Exercises to complete:
1 > In the excerpt on Burma's minerals and farming, how does the text support its claim that farming is by far the most important industry?
2 > Reproduce everything in the excerpt on Burma's minerals and farming from "The principal seats" down to "and more important.".

Document excerpt:
────────────────────────────────────────

The principal seats of the petroleum industry are Yenangyaung in the Magwe, and Yenangyat in the Pakôkku districts. The wells have been worked for a little over a century by the natives of the country. The Burma Oil Company since 1889 has worked by drilled wells on the American or cable system, and the amount produced is yearly becoming more and more important.

Amber is extracted by Kachins in the Hukawng valley beyond the administrative border, but the quality of the fossil resin is not very good. The amount exported varies considerably. Tourmaline or rubellite is found on the borders of the Ruby Mines district and in the Shan State of Möng Löng. Steatite is extracted from the Arakan hill quarries. Salt is manufactured at various places in Upper Burma, notably in the lower Chindwin, Sagaing, Shwebo, Myingyan and Yamethin districts, as well as at Mawhkio in the Shan State of Thibaw. Iron is found in many parts of the hills, and is worked by inhabitants of the country. A good deal is extracted and manufactured into native implements at Pang Lông in the Lēgya (Laihka) Shan State. Lead is extracted by a Chinese lessee from the mines at Bawzaing (Maw-sōn) in the Myelat, southern Shan States. The ore is rich in silver as well as in lead.

Agriculture.—The cultivation of the land is by far the most important industry in Burma. Only 9.4% of the people were classed as urban in the census of 1901, and a considerable proportion of this number were natives of India and not Burmese. Nearly two-thirds of the total population are directly or indirectly engaged in agriculture and kindred occupations. Throughout most of the villages in the rural tracts men, women and children all take part in the agricultural operations, although in riverine villages whole families often support themselves from the sale of petty commodities and eatables. The food of the people consists as a rule of boiled rice with salted fresh or dried fish, salt, sessamum-oil, chillies, onions, turmeric, boiled vegetables, and occasionally meat of some sort from elephant flesh down to smaller animals, fowls and almost everything except snakes, by way of condiment.

────────────────────────────────────────

Listing:
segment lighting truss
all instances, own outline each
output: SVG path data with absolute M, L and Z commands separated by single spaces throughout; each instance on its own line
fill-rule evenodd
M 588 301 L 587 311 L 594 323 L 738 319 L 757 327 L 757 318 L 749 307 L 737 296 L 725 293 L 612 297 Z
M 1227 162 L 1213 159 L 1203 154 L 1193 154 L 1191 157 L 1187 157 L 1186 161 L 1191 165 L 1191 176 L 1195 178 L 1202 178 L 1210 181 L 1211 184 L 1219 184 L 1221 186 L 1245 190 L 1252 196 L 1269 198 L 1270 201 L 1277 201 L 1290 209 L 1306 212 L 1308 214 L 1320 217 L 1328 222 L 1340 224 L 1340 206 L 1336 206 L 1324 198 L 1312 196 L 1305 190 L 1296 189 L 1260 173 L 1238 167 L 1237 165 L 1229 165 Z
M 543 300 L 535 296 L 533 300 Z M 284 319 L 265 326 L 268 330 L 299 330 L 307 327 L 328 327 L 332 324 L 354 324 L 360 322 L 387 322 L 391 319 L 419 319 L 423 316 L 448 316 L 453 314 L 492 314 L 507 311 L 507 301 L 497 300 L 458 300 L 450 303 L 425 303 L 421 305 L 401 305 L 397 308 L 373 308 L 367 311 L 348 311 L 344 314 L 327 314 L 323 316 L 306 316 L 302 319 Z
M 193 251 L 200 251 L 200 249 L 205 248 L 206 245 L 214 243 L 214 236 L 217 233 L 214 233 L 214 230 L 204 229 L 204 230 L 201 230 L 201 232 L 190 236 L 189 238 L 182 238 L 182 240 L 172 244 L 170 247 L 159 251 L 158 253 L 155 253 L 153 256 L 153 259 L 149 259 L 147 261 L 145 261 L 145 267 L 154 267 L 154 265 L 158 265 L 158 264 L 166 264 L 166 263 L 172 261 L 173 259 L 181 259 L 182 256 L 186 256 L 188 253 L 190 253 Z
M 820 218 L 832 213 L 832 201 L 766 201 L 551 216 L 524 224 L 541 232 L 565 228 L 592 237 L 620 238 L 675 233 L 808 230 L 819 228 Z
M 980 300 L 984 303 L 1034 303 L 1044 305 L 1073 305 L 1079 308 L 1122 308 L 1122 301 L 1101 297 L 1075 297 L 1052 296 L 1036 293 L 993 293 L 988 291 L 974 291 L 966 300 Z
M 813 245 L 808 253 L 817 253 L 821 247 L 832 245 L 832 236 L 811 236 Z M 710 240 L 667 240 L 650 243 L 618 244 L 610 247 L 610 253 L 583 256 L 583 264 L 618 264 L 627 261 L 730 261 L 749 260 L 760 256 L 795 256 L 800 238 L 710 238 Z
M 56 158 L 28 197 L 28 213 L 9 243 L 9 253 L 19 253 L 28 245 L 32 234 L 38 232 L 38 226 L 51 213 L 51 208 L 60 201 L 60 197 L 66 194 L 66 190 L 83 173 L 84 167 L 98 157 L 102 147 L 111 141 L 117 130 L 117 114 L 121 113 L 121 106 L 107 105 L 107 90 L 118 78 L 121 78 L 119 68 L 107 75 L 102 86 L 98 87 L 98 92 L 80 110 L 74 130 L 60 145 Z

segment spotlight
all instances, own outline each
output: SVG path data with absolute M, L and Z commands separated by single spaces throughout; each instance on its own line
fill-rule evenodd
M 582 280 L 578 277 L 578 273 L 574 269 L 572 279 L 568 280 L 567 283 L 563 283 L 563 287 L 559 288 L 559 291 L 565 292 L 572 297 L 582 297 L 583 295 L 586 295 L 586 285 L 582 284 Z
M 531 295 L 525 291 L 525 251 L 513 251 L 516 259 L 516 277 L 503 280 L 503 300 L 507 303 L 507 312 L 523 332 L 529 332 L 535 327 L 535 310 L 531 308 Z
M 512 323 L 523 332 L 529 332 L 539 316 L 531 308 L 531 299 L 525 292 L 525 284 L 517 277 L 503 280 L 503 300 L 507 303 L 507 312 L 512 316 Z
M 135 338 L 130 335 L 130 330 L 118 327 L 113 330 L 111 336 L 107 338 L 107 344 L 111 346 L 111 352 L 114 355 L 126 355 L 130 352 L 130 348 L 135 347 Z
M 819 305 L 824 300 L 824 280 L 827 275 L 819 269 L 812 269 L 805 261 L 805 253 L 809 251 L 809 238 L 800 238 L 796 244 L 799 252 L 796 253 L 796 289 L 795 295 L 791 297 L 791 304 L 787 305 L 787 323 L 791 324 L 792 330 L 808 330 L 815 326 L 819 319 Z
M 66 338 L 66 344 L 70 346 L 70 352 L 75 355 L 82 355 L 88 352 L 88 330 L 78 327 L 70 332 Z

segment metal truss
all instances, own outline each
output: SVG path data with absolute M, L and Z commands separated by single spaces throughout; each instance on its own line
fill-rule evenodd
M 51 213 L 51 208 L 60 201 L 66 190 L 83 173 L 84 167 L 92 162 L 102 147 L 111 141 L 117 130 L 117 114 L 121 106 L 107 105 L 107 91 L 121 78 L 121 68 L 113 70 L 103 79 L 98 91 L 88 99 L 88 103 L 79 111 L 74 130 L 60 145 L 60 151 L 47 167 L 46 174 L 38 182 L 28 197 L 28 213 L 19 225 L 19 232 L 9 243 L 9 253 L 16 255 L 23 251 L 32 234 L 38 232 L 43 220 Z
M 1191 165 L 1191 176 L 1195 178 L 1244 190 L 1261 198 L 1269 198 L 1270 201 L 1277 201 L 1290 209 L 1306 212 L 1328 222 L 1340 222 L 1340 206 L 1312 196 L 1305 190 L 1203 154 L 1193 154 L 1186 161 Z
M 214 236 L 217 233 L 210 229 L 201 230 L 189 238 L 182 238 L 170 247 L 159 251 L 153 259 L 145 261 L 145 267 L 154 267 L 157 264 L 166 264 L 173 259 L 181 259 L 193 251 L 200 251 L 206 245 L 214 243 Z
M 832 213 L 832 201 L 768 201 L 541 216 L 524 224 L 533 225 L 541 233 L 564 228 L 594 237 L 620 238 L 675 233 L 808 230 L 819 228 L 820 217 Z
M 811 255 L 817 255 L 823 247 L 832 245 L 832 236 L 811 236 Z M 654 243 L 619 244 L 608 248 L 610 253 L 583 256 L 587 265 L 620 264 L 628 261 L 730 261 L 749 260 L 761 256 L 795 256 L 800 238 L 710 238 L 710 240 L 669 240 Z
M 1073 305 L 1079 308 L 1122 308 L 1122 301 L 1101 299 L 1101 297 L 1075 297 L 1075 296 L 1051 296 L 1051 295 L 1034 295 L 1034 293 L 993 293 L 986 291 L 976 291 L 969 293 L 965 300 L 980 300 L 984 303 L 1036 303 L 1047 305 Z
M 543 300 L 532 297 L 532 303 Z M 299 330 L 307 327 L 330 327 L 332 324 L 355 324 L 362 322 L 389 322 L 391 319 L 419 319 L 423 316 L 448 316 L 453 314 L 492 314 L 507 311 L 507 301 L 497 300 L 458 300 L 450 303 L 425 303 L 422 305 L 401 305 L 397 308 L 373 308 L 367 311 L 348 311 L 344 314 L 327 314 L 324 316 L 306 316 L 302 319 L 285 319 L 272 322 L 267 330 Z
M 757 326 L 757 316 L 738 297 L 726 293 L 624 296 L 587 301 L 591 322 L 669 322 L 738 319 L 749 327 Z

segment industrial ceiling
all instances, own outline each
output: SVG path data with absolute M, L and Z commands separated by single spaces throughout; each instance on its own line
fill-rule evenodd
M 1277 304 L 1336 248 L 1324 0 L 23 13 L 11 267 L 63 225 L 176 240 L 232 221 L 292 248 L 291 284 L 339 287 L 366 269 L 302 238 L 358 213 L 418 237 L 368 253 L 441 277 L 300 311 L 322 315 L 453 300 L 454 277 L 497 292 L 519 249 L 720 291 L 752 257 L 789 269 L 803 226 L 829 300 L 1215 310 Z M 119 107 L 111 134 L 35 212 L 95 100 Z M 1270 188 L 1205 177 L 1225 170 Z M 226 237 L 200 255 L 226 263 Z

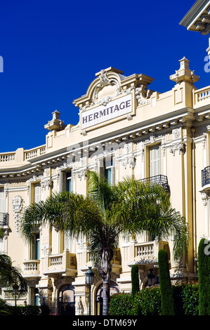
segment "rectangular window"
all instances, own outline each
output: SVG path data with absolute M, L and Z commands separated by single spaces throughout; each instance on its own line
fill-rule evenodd
M 150 176 L 161 174 L 160 146 L 150 148 Z
M 62 191 L 69 192 L 72 191 L 72 171 L 62 173 Z
M 41 201 L 41 185 L 36 183 L 34 185 L 34 203 L 39 203 Z
M 39 306 L 39 289 L 36 288 L 34 290 L 34 305 L 35 306 Z
M 40 249 L 40 237 L 39 234 L 36 234 L 36 243 L 35 243 L 35 259 L 39 260 L 39 249 Z
M 113 159 L 111 157 L 110 159 L 104 160 L 104 176 L 110 185 L 113 185 L 113 176 L 114 176 Z
M 72 192 L 72 171 L 66 173 L 66 191 Z
M 0 213 L 4 213 L 4 188 L 0 188 Z

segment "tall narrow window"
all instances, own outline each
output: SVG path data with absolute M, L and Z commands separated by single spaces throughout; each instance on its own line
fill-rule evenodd
M 150 176 L 161 174 L 160 146 L 156 145 L 150 149 Z
M 110 185 L 113 184 L 113 159 L 112 157 L 110 159 L 104 161 L 104 175 Z
M 36 183 L 34 185 L 34 203 L 39 203 L 41 201 L 41 185 Z
M 63 192 L 72 192 L 72 171 L 62 172 L 61 189 Z
M 0 188 L 0 213 L 4 213 L 4 188 Z
M 39 234 L 36 234 L 36 243 L 35 243 L 35 259 L 39 260 L 39 248 L 40 248 L 40 238 Z
M 66 191 L 72 192 L 72 171 L 66 173 Z
M 39 306 L 39 289 L 35 288 L 34 289 L 34 305 L 35 306 Z

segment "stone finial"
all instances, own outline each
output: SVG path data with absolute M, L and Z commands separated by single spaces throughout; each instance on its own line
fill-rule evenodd
M 66 125 L 63 124 L 60 119 L 60 112 L 58 110 L 52 112 L 53 119 L 49 121 L 48 124 L 44 125 L 44 128 L 48 131 L 61 131 L 66 127 Z
M 199 79 L 199 76 L 194 74 L 194 71 L 189 69 L 189 60 L 185 57 L 179 60 L 180 68 L 176 73 L 170 76 L 170 79 L 176 84 L 185 81 L 192 84 Z

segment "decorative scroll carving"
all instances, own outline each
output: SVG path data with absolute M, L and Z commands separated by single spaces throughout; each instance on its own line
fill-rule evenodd
M 182 152 L 184 154 L 186 151 L 186 145 L 185 143 L 181 142 L 179 143 L 176 143 L 170 147 L 169 151 L 170 152 L 172 152 L 173 156 L 175 156 L 175 152 L 176 150 L 178 150 L 179 154 Z
M 98 84 L 98 85 L 95 87 L 95 89 L 93 91 L 92 103 L 91 105 L 93 105 L 95 104 L 99 103 L 105 106 L 109 102 L 110 102 L 112 97 L 110 95 L 108 95 L 103 98 L 100 100 L 98 100 L 98 92 L 101 91 L 104 87 L 108 85 L 112 85 L 112 86 L 115 85 L 116 95 L 114 96 L 117 96 L 117 95 L 120 94 L 119 84 L 117 79 L 114 78 L 109 79 L 107 77 L 107 73 L 106 72 L 105 70 L 103 70 L 100 71 L 99 78 L 100 78 L 100 81 Z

────────────────────────────────────────

Written responses:
1 > It notes that the 1901 census classed only 9.4% of the people as urban, and many of those were natives of India rather than Burmese. It also says nearly two-thirds of the total population work directly or indirectly in agriculture and related occupations.

2 >
The principal seats of the petroleum industry are Yenangyaung in the Magwe, and Yenangyat in the Pakôkku districts. The wells have been worked for a little over a century by the natives of the country. The Burma Oil Company since 1889 has worked by drilled wells on the American or cable system, and the amount produced is yearly becoming more and more important.